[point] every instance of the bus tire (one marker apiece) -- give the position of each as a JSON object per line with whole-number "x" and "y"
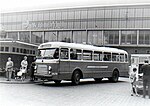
{"x": 57, "y": 81}
{"x": 98, "y": 79}
{"x": 76, "y": 78}
{"x": 115, "y": 76}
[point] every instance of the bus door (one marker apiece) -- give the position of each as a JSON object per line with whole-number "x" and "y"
{"x": 64, "y": 63}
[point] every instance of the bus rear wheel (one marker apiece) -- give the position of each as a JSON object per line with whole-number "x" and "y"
{"x": 115, "y": 77}
{"x": 98, "y": 79}
{"x": 57, "y": 81}
{"x": 76, "y": 77}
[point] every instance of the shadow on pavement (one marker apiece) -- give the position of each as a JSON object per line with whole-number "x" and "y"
{"x": 68, "y": 83}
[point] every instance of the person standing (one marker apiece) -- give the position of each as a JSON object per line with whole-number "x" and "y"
{"x": 24, "y": 65}
{"x": 146, "y": 78}
{"x": 32, "y": 68}
{"x": 133, "y": 82}
{"x": 9, "y": 68}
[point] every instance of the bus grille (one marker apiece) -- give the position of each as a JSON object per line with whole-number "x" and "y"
{"x": 42, "y": 69}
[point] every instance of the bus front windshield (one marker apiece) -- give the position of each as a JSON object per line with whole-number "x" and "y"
{"x": 51, "y": 53}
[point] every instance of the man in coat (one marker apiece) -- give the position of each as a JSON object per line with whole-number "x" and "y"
{"x": 146, "y": 78}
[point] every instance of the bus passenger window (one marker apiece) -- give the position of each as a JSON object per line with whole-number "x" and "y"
{"x": 17, "y": 50}
{"x": 97, "y": 56}
{"x": 73, "y": 54}
{"x": 126, "y": 58}
{"x": 87, "y": 55}
{"x": 79, "y": 54}
{"x": 14, "y": 49}
{"x": 107, "y": 57}
{"x": 121, "y": 57}
{"x": 115, "y": 57}
{"x": 64, "y": 53}
{"x": 1, "y": 48}
{"x": 56, "y": 54}
{"x": 6, "y": 49}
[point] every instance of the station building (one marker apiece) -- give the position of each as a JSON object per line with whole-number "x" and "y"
{"x": 125, "y": 26}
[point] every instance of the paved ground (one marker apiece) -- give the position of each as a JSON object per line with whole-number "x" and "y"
{"x": 88, "y": 93}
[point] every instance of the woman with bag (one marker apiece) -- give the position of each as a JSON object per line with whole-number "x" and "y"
{"x": 24, "y": 65}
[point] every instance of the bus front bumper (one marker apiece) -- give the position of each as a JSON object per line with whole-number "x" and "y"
{"x": 42, "y": 76}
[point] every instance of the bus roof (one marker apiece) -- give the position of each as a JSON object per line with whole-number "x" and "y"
{"x": 140, "y": 55}
{"x": 80, "y": 46}
{"x": 19, "y": 42}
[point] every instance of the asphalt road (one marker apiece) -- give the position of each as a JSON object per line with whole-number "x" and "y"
{"x": 88, "y": 93}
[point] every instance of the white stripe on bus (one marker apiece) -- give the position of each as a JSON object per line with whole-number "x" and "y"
{"x": 97, "y": 66}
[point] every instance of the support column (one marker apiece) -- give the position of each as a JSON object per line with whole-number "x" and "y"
{"x": 138, "y": 32}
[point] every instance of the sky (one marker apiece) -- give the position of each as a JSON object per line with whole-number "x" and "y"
{"x": 30, "y": 5}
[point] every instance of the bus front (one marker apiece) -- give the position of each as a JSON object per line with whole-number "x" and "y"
{"x": 47, "y": 63}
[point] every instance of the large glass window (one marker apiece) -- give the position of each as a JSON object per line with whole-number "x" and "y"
{"x": 111, "y": 37}
{"x": 108, "y": 13}
{"x": 79, "y": 36}
{"x": 128, "y": 37}
{"x": 115, "y": 13}
{"x": 87, "y": 55}
{"x": 50, "y": 36}
{"x": 146, "y": 12}
{"x": 64, "y": 53}
{"x": 100, "y": 13}
{"x": 64, "y": 15}
{"x": 58, "y": 15}
{"x": 70, "y": 14}
{"x": 65, "y": 36}
{"x": 95, "y": 37}
{"x": 46, "y": 15}
{"x": 144, "y": 37}
{"x": 24, "y": 36}
{"x": 52, "y": 16}
{"x": 37, "y": 37}
{"x": 12, "y": 35}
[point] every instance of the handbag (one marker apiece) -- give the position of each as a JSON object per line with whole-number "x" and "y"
{"x": 19, "y": 73}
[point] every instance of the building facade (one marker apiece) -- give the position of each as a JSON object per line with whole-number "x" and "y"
{"x": 126, "y": 27}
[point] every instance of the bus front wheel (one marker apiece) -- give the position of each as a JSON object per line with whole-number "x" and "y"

● ● ● ● ●

▶ **SHORT PROBLEM**
Starting with the line that contains "[point] every instance of the handbag", repeat each line through the last one exactly as it appears. Include both ends and nothing more.

▶ **COMPLETE RESPONSE**
[point] every instance of the handbag (one marker apiece) -- give the position of each as a JSON object per line with whole-number "x" and "y"
{"x": 19, "y": 73}
[point] every instance of the building facade (one marker apiece) -- give the position of each as a JSON object per line with whole-number "x" and "y"
{"x": 126, "y": 27}
[point] every instance of the bus front wheel (one marker apiece) -- give the position of each as a JSON object per line with whole-number "x" and "y"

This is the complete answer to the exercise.